RECORDS FOR THE TASK: Begin
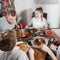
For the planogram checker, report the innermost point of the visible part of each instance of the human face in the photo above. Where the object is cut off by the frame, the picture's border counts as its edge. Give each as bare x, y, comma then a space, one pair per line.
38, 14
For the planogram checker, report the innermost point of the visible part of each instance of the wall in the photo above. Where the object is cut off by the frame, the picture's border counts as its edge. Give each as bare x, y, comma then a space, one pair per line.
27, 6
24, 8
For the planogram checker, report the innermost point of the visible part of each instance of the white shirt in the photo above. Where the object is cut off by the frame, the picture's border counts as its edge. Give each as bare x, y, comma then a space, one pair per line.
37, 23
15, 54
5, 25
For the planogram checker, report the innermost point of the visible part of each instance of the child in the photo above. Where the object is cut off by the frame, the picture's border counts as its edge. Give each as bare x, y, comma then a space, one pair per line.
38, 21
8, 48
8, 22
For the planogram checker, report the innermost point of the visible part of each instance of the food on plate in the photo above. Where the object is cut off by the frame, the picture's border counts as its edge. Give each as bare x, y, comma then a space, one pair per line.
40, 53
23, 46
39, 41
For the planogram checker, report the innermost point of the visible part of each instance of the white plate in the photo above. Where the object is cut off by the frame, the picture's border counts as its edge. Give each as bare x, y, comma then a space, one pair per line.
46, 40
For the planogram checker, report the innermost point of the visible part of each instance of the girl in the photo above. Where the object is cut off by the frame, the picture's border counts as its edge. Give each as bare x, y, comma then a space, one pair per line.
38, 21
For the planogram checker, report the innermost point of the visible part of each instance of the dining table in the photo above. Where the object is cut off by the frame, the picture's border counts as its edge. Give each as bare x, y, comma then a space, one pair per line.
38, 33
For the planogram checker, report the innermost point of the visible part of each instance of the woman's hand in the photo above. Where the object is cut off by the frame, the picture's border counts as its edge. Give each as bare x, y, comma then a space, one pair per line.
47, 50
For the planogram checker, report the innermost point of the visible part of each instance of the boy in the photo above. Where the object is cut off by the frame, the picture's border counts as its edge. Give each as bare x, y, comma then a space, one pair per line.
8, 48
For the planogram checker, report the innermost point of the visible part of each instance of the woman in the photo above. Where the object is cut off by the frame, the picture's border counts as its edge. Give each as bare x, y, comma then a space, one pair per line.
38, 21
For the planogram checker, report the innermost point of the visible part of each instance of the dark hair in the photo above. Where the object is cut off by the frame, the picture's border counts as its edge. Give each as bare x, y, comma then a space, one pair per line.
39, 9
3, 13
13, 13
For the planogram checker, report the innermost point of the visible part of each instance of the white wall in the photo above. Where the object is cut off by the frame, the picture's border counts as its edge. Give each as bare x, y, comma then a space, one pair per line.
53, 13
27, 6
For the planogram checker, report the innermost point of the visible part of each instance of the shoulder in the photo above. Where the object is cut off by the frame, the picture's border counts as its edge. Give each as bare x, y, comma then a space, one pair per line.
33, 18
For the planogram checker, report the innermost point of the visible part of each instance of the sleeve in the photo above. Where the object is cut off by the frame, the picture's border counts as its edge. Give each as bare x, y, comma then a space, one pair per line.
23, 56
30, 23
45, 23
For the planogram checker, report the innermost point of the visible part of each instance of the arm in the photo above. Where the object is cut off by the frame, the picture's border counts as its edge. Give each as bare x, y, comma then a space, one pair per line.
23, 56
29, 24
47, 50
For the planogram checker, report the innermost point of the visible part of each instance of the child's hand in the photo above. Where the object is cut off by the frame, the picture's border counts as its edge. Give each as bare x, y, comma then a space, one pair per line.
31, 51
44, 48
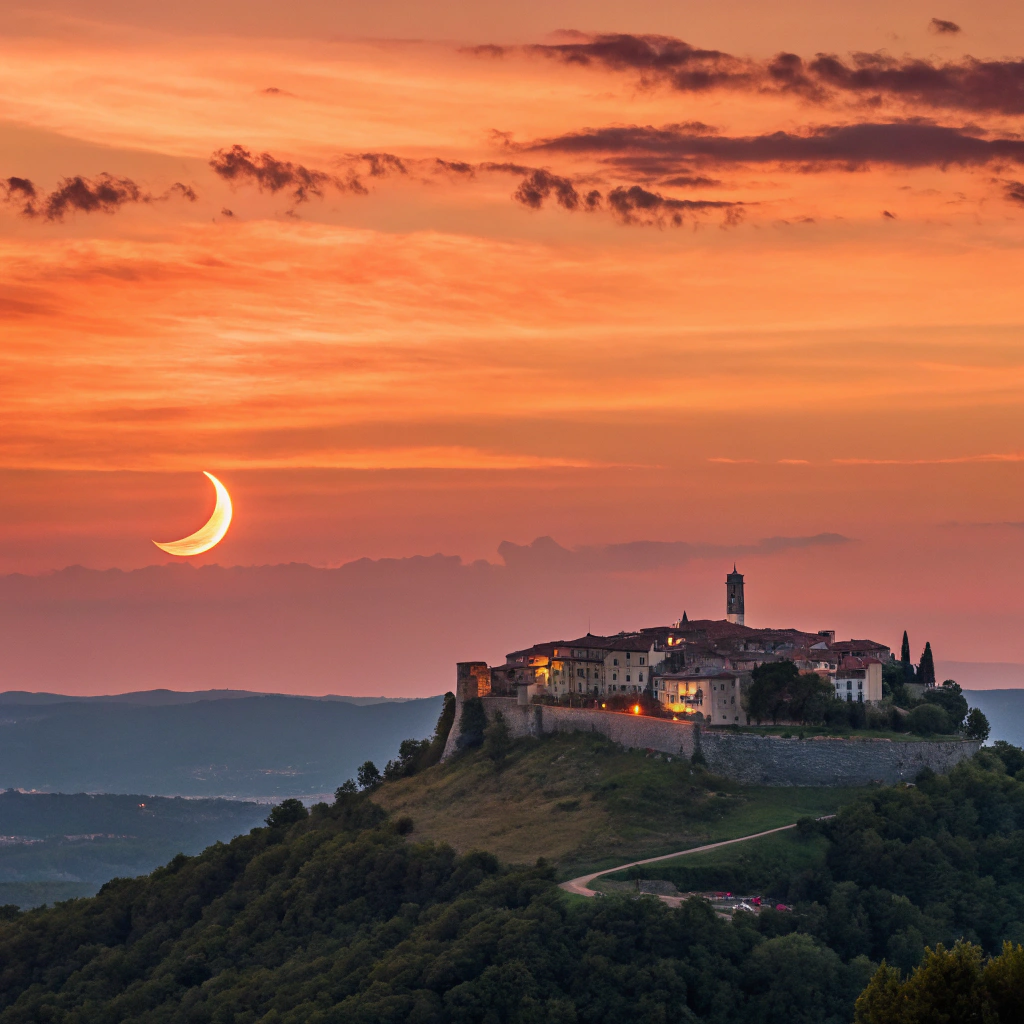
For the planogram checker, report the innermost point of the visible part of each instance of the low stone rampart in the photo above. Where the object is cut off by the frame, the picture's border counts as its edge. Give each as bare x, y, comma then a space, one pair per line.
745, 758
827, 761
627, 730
RECORDS FOR THE TASK: End
> **ASSIGNED TASK**: Give the listing again word for word. Skip any pictures.

> **EXERCISE RESPONSE**:
For the planogram checker, report the innermost point of the visible part of each instance of the human face in the photo above. Where the object is cut off by the frame, the picture's border counts as its edge. Give each as bare x, y, comma then a space, one pair per line.
38, 14
For the planogram checker, report the innermost point of the visible part of each instance of the wall in the photo above. Where the object is cut off by the frame, the picture's border counts as its edge. Give each as bare x, y, comma then a space, one pair per line.
27, 6
24, 8
For the planogram checker, report the innermost point of the visible part of each instance of the white shirt in the photo above. Where the object is cut off by the frame, the picture's border counts as its edge. Give each as bare x, y, comma then a space, one pair per line.
37, 23
15, 54
5, 25
For the planogram checker, report the innermost point of the visible part of each instance of the child in the photo above. Where the object is cut off by the frame, the picture's border counts as its edge. Give each as bare x, y, comma then a space, one pair per line.
38, 21
8, 48
8, 22
For the planogram checker, report the innermost point of the visible part of each instance of the food on plate in the photo above. Where the object is cut off by the frame, the picture's border counts as its edge. Give each as bare x, y, comma then a space, one pair per line.
40, 53
23, 46
39, 41
For the planogram checker, report the innermost point of the visible part of each instance of the white plate in the photo above. Where the object is cut off by the frame, the picture's border counts as its edge. Give each as bare x, y, comma then a space, one pair per line.
46, 40
For the planogram checker, report the innermost point of the visible part of each instance of the girl in the photo above. Where the object is cut off by the frame, the picture's border counts as its edge. Give each as bare x, y, comma then a space, one pair per line.
38, 21
For the planogram checker, report the innermost point of the visible part of each instance of the dining table in the photo above. Where the object is cut off by the frame, the picture's border counts as its edge. Give each as bare x, y, comma then a space, one pair per line.
38, 33
For the planogram checker, report the innermost point of the visible part of each instance of the woman's hand in the photo above. Where the object is cut off by the frame, the picture's border counts as its edge. Give each as bare x, y, comma then a space, one pair per line.
47, 50
For the planogram checker, report the innermost point of the visible part of each instance of the boy in the photo above. Where the object is cut off by the frame, the picture's border counts as its edge. Give each as bare x, y, comma then a space, one pair per line.
8, 48
For the planogram checker, report the innermost point of the visible part of each instance of the woman in the photo above. Where the object is cut off by the frame, the picture's border counts as its edge. Give each as bare x, y, comma then a space, one pair per line.
38, 21
For the planogram checker, report the innermost point of the visible part of each instance of the dark hair in the photo above. Where the object is cut off by the frame, the picture's border counts as its edge. Give each as bare x, y, comma then a space, one pair per line.
39, 9
3, 13
13, 13
For the planogram checker, report the innermost point of the visible part of each instance of the white wall in the photo above. Where the object is cut off by the frame, the picture's border counts as its edge. Give each as bare x, y, comma then a space, one pair per line.
53, 13
27, 6
For the planogram checker, report the innermost point of the visible part of each instance of the shoulder in the photo above. Where the object is cut off by the frame, the picture's border counts as its edge. Give each as bare x, y, comma then a space, one pair per line.
33, 18
For the planogram checker, report the innermost point of the visible part of each instance of the sleeve in the photo above. Where the object is cut off by the frame, the picture's border counts as its edge. Give each as bare x, y, comma then a space, one pair per line.
23, 56
30, 23
45, 23
For the planogram checker, report the innermost point of the visible part of each instance of the arm in the photo above. Where the object is cut off by the frame, the picture's border counts as its edge. Give each as bare x, y, comma then a space, one pair per line.
23, 56
29, 24
47, 50
For the planogram checker, report the innermost point of the visible part of each instance of the child's hand in the photo above. Where the object is cut off by the frame, the picture's border counts as its edge. Give each as bare x, y, comma then a space, one pair per line.
31, 51
44, 48
For the planogram checker, report the innermost point of the visible part of each instance of the low stone rampart in the photo above. Where the object is cut off by the frame, the picture's border counts as its edge. Give each as bare x, y, comma then a space, one pair per line.
745, 758
827, 761
627, 730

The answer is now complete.